Below is a set of records. Please retype every one exactly.

• **Records drawn from a dataset**:

——————————

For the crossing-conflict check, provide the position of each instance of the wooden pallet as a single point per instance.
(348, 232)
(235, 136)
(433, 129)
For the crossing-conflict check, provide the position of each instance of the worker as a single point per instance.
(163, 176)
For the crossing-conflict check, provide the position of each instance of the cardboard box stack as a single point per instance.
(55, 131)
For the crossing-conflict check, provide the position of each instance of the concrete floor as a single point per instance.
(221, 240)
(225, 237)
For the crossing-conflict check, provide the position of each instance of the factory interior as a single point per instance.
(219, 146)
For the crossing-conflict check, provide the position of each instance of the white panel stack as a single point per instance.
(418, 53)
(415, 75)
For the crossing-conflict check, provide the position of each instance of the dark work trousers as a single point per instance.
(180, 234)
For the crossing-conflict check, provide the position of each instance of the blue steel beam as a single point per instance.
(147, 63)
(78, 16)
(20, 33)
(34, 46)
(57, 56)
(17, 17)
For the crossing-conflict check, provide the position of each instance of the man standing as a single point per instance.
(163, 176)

——————————

• **ANSWER TO THIS PROBLEM**:
For the crossing-conflict check, provide the position of each instance of the wooden pallet as a single point per instance.
(348, 232)
(235, 136)
(433, 129)
For the crossing-conflict check, provide the position of each instance of the worker as a single point per instance.
(163, 176)
For the crossing-conflict check, provide the position of each instance of the cardboard box stack as a single point per instance.
(55, 131)
For the crossing-conflict check, provide the position of each instance of the concrete floor as a single point per instance.
(221, 240)
(225, 237)
For the crossing-conflict check, provide the position of each instance of the factory interior as a single point per instance.
(219, 146)
For the crossing-conflict check, provide the position of each instance of the white panel stack as a single point per instance.
(418, 53)
(415, 75)
For the crossing-conflict check, provide the position of each instance of the dark work trousers as a single point per instance.
(180, 234)
For the crossing-conflict check, provide the position of each instance of the blue steel beam as a single point per instance.
(147, 63)
(78, 16)
(20, 33)
(34, 46)
(57, 56)
(17, 17)
For the crossing-conflict check, provide the position of each instance of the man standing as a single point per instance.
(163, 176)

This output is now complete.